Segment Start: Input records
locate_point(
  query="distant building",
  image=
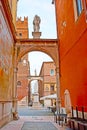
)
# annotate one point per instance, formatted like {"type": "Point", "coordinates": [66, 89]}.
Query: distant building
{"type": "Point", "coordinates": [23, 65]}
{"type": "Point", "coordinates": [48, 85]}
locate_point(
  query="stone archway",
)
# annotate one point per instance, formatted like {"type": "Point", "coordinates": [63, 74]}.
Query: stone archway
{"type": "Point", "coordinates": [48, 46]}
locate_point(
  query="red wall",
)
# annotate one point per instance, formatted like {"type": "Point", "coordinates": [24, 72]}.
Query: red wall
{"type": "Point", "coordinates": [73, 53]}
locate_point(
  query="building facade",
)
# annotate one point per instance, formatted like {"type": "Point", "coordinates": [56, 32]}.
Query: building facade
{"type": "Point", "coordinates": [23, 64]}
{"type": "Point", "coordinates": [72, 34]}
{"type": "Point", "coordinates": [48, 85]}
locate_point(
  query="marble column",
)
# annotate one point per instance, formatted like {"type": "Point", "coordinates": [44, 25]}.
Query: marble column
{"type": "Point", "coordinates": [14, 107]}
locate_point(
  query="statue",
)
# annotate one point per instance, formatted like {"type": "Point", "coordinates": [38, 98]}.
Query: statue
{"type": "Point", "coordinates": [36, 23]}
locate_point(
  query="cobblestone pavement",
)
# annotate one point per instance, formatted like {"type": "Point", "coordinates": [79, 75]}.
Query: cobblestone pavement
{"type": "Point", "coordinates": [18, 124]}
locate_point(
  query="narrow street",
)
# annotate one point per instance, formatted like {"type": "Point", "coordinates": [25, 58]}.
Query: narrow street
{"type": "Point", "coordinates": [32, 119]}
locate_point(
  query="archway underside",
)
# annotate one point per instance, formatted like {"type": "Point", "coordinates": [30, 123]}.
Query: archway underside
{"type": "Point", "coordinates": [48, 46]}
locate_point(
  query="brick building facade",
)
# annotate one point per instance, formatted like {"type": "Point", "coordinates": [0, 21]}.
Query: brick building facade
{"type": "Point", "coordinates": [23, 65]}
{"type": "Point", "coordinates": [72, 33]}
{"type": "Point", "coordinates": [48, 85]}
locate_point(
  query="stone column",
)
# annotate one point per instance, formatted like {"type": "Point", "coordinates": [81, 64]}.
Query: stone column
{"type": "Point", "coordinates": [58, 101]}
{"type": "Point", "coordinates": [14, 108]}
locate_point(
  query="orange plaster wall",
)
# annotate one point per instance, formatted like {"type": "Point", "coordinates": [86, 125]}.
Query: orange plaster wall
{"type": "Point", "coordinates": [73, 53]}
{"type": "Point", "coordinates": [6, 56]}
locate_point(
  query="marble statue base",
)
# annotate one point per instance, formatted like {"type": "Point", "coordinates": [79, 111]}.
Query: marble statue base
Segment End: Input records
Assignment: Images stay out; the entries above are to be printed exactly.

Written reply:
locate_point(
  query="distant building",
  image=
)
# annotate one point per instance, formatted like {"type": "Point", "coordinates": [66, 89]}.
Query: distant building
{"type": "Point", "coordinates": [23, 65]}
{"type": "Point", "coordinates": [48, 85]}
locate_point(
  query="stone archway",
)
# annotate one point per instance, formatted like {"type": "Point", "coordinates": [63, 74]}.
Query: stone archway
{"type": "Point", "coordinates": [48, 46]}
locate_point(
  query="red wall",
)
# annotate one point per instance, formatted like {"type": "Point", "coordinates": [24, 72]}.
Query: red wall
{"type": "Point", "coordinates": [73, 53]}
locate_point(
  query="building facade",
)
# annotate one point per instance, formatted like {"type": "Point", "coordinates": [56, 32]}.
Query: building facade
{"type": "Point", "coordinates": [23, 64]}
{"type": "Point", "coordinates": [72, 34]}
{"type": "Point", "coordinates": [48, 85]}
locate_point(
  query="marble column",
)
# annotate one point per instance, formatted like {"type": "Point", "coordinates": [44, 25]}.
Query: marble column
{"type": "Point", "coordinates": [14, 107]}
locate_point(
  query="statue",
)
# annotate one point per instance, formatted like {"type": "Point", "coordinates": [38, 98]}.
Query: statue
{"type": "Point", "coordinates": [36, 23]}
locate_point(
  query="cobblestone pavement",
)
# annotate one point per instance, formatted like {"type": "Point", "coordinates": [79, 75]}.
Query: cobblestone pavement
{"type": "Point", "coordinates": [18, 124]}
locate_point(
  query="narrow street",
)
# annotate one point per instance, formatted like {"type": "Point", "coordinates": [25, 58]}.
Query: narrow street
{"type": "Point", "coordinates": [32, 119]}
locate_point(
  query="archway underside",
)
# annotate one point per instance, formatted like {"type": "Point", "coordinates": [30, 123]}.
Query: archway underside
{"type": "Point", "coordinates": [48, 46]}
locate_point(
  query="brick building facade",
)
# annotate one point per instance, formatted like {"type": "Point", "coordinates": [0, 21]}.
Query: brick building facade
{"type": "Point", "coordinates": [23, 65]}
{"type": "Point", "coordinates": [72, 33]}
{"type": "Point", "coordinates": [48, 85]}
locate_point(
  query="stone column",
)
# annotate one point per instance, formatted like {"type": "Point", "coordinates": [81, 64]}.
Query: stone column
{"type": "Point", "coordinates": [58, 101]}
{"type": "Point", "coordinates": [14, 108]}
locate_point(
  query="orange plaster wall",
)
# annotate one point per instance, formatted like {"type": "Point", "coordinates": [86, 125]}.
Query: orange plaster wall
{"type": "Point", "coordinates": [73, 53]}
{"type": "Point", "coordinates": [6, 56]}
locate_point(
  query="marble statue base",
)
# annotate one point per instance, formatted like {"type": "Point", "coordinates": [79, 111]}.
Query: marble statue base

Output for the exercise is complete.